Prompt 1:
In the blog post below, rewrite the paragraph beginning "Manufacturing delays at Pfizer's European vaccine facility" as a short bulleted list that keeps its main facts.
Prompt 2:
Answer these questions using the blog post below:
(a) How many gorillas in San Diego have tested positive for COVID19?
(b) How many people are in lockdown in Shijiazhuang, Xingtai, and Langfang?
(c) According to the new poll, what percentage of Canadians have avoided international travel?

Eduvation Blog

Roll-Outs, Hold-Outs, and Vaccine Purgatory

Good morning, and happy Monday!

One last issue focused on COVID catch-up, and then I want to turn to other topics for the rest of the week. (Promise!)

As COVID19 cases rise in many regions, propelled by at least 6 new more contagious variants, scientific uncertainties, logistical hurdles, and antivaxxers are challenging the vaccine response. We’re in “vaccine purgatory” as most of us wait until at least July for our shots. Read on if you want to calculate precisely how long a wait you will have, and some implications for our fall 2021 campus plans…


COVID Catch-up

As global COVID19 deaths surpass 2 million, and Canadian cases approach 700,000,  some regions see the peak of holiday infections – although inconsistent testing leaves doubts, and the mortality peak is still a few weeks away.


Just 3.2% of infected students were correctly identified using a 15-min lateral flow antigen test at uBirmingham in the UK. Larger studies suggest 57% accuracy, although that still means 43% get a “false negative.” Some suspect the issue is self-administered swabs. (One solution might be robot-administered swab tests, being pilot-tested in China.)


22M people are now in lockdown in Shijiazhuang, Xingtai, and Langfang (communities near Beijing) within days of a “handful” of COVID19 cases, arising from a village wedding. (That’s double the size of the lockdown last January, which the world considered extreme.)


8 gorillas in San Diego have tested positive for COVID19, despite the fact the zoo has been closed since Dec 6. One member of the wildlife care team has since tested positive. “Aside from some congestion and coughing, the gorillas are doing well.” 3 snow leopards in Louisville KY also recently became confirmed or presumed positive for COVID19.


Several new variants are accelerating the spread of COVID19 worldwide, and will make it tougher for vaccination efforts to flatten the curve. Last week I mentioned the UK and South African variants, and rumours of a US strain. Now, researchers at Southern Illinois U say that a new US variant (20C-US) from Texas “may already be the most dominant variant” in the country. Ohio State U researchers have identified a second US variant, which quickly became dominant in Columbus OH over the past month, and a third in a single patient so far.


Following the bad example set by their political leaders, >1,500 flights have taken thousands of Canadians to tropical destinations since Oct 1, particularly Cancun and Montego Bay. Since Dec 1, PHAC has flagged ~500 flights with potential COVID19 exposures. A new poll has found that 70% of Canadians have avoided international travel, and >60% want to see a complete ban.


Manufacturing delays at Pfizer’s European vaccine facility will mean Canada receives just half the expected doses over the next month, although they promise to deliver 4M doses by Mar 31 as planned. Still, the delay will give the virus more momentum early in the fight. Moderna, with the only other vaccine approved in Canada so far, is expected to deliver 2M doses by Mar 31. (The AstraZeneca and J&J vaccines are in “rolling review.”)

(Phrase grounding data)

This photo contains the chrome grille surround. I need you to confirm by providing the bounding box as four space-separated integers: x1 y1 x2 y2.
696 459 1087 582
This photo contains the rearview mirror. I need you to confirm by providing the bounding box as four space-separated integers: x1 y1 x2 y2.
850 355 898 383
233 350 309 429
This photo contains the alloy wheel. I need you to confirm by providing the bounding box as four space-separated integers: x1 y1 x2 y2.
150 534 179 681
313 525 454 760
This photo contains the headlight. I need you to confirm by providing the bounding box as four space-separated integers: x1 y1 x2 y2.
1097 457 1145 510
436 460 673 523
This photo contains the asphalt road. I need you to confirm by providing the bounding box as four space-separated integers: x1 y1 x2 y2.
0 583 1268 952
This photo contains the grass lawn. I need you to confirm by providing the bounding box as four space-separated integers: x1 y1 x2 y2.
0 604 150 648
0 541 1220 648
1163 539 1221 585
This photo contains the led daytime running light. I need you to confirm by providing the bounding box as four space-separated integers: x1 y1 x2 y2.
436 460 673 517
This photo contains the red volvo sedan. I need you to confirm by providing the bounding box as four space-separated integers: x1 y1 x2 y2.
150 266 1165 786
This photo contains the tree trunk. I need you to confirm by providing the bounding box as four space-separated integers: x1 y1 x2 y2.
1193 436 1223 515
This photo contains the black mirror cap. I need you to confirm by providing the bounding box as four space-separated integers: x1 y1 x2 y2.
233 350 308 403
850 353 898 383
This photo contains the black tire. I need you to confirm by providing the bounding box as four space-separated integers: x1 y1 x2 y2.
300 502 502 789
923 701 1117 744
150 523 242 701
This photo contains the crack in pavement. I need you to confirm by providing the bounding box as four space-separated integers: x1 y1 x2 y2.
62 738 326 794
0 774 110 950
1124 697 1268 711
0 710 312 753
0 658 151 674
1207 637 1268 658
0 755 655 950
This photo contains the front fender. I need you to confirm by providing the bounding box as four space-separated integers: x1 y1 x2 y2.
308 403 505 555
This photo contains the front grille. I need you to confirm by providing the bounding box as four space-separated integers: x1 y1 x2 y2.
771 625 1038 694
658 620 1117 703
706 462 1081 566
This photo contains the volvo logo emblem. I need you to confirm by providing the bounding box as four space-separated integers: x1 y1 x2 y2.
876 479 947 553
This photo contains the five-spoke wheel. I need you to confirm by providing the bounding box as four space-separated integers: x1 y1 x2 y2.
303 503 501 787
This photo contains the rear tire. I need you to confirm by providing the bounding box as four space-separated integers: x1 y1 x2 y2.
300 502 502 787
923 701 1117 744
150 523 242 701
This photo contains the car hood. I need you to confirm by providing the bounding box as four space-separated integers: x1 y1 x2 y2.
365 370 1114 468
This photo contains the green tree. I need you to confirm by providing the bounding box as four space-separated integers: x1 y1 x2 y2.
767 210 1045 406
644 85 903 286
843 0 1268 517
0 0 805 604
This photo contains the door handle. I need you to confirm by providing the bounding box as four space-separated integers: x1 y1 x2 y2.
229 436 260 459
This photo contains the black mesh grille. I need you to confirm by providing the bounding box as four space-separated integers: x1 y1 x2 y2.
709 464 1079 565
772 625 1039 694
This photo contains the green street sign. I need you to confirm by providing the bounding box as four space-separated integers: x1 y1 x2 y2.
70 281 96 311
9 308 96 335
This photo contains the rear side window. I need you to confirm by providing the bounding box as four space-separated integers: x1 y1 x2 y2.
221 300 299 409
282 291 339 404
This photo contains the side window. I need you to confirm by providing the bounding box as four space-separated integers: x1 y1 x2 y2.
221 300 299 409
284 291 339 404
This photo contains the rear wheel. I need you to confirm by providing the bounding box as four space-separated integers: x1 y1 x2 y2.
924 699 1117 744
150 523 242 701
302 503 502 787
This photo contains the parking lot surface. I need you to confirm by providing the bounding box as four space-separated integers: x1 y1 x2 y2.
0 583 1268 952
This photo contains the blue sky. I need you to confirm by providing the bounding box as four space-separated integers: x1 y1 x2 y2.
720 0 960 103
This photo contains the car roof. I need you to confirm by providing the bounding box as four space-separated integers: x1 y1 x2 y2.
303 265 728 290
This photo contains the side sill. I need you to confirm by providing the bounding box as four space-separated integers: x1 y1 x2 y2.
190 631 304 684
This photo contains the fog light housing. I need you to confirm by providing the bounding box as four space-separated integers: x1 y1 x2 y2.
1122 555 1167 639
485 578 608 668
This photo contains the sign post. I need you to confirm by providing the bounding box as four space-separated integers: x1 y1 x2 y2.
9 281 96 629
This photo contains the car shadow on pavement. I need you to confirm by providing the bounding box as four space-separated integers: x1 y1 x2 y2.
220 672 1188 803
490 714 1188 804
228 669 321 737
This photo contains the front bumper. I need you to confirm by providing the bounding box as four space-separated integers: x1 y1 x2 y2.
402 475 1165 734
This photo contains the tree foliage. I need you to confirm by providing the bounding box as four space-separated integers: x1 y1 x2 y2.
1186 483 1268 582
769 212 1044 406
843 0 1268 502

Task solution 1:
- Pfizer's European vaccine facility has manufacturing delays, so Canada will receive only half the expected doses over the next month.
- Pfizer still promises to deliver 4M doses by Mar 31 as planned.
- The delay will give the virus more momentum early in the fight.
- Moderna, maker of the only other vaccine approved in Canada so far, is expected to deliver 2M doses by Mar 31.
- The AstraZeneca and J&J vaccines are in "rolling review."

Task solution 2:
(a) 8
(b) 22M
(c) 70%